Page text:
···
EL PASO, Texas — Defendant #5 was sleeping in his father’s arms when his name was called.
Three-year-old Josué couldn’t be roused from his slumber to take note of Judge Nathan Herbert. “He’s currently taking a nap,” Herbert noted from the bench.
Instead, Josué’s dad, Edwin, did the talking, as his wife, seven months pregnant, sat by his side. “We don’t want to go back to Mexico,” Edwin told the judge, explaining that the day before he had been kidnapped in Mexico.
Behind him, 21 other Central American asylum seekers sat in the small El Paso courtroom, all but two women and children. They, too, had been sent back to Mexico to wait out their cases in Ciudad Juárez, and are among the first to have a hearing before an immigration judge.
Edwin and his family fled El Salvador in March after being threatened by MS-13, made it to the U.S. to claim asylum, and then, to their shock, were sent back to Mexico to wait while their case winds its way through the U.S. immigration system.
Known officially as Migrant Protection Protocols, but colloquially as “Remain in Mexico,” the policy is one of the most sweeping changes to U.S. asylum law in decades. Trump administration officials say it’s meant to deter migrants from claiming asylum under false pretenses and then disappearing into the U.S. before their case is decided.
Around 60 to 75 percent of undocumented immigrants who are released attend their court hearings, according to Justice Department data, and a PolitiFact analysis of available data suggests the rate is higher for asylum seekers. In hard numbers, Trump officials are right that thousands are ordered deported annually because they don’t show up to court.
Immigration advocates say the policy is a cruel attempt to punish Central American migrants and get them to give up on their cases, or discourage them from coming at all.
···
Rows:

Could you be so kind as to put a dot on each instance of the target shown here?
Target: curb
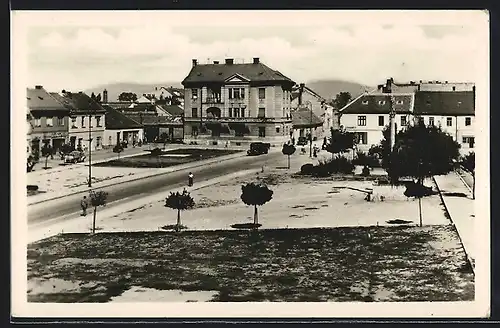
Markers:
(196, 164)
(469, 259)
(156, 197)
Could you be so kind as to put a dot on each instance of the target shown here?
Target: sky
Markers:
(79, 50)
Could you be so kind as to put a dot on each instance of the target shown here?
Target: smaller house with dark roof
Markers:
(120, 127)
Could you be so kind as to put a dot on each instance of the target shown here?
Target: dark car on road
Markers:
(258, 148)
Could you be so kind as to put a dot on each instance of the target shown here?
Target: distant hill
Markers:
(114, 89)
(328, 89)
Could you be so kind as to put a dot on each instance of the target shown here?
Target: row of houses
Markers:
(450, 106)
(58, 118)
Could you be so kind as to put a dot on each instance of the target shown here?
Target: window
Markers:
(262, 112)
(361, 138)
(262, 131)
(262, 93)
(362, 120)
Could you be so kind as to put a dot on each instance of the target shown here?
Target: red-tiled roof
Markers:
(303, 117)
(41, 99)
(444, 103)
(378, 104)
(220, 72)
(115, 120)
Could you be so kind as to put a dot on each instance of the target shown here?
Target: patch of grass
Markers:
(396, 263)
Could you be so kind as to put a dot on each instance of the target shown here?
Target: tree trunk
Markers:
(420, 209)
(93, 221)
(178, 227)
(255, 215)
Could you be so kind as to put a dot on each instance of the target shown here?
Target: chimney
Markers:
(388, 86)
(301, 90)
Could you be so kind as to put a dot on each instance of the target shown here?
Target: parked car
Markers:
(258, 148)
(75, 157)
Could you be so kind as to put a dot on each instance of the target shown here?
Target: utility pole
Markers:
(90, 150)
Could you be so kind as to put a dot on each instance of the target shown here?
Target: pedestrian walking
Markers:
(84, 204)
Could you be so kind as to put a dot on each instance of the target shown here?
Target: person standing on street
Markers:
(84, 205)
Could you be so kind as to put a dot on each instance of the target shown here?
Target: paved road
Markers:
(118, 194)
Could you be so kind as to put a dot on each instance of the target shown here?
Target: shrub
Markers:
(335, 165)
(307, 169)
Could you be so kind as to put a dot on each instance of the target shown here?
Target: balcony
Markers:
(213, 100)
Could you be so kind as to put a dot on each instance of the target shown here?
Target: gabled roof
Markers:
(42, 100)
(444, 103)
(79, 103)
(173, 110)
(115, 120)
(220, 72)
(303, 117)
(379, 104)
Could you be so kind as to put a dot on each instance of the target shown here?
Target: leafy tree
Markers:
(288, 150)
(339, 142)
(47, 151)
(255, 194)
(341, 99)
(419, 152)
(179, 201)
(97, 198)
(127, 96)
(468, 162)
···
Set problem 1: In the article about the El Paso immigration hearing, what is the official name of the policy known informally as "Remain in Mexico"?
Set problem 2: Count the lines in the entries that contain the string "dark", treating uppercase and lowercase as different, and give only the number.

Exercise answer 1: Migrant Protection Protocols

Exercise answer 2: 2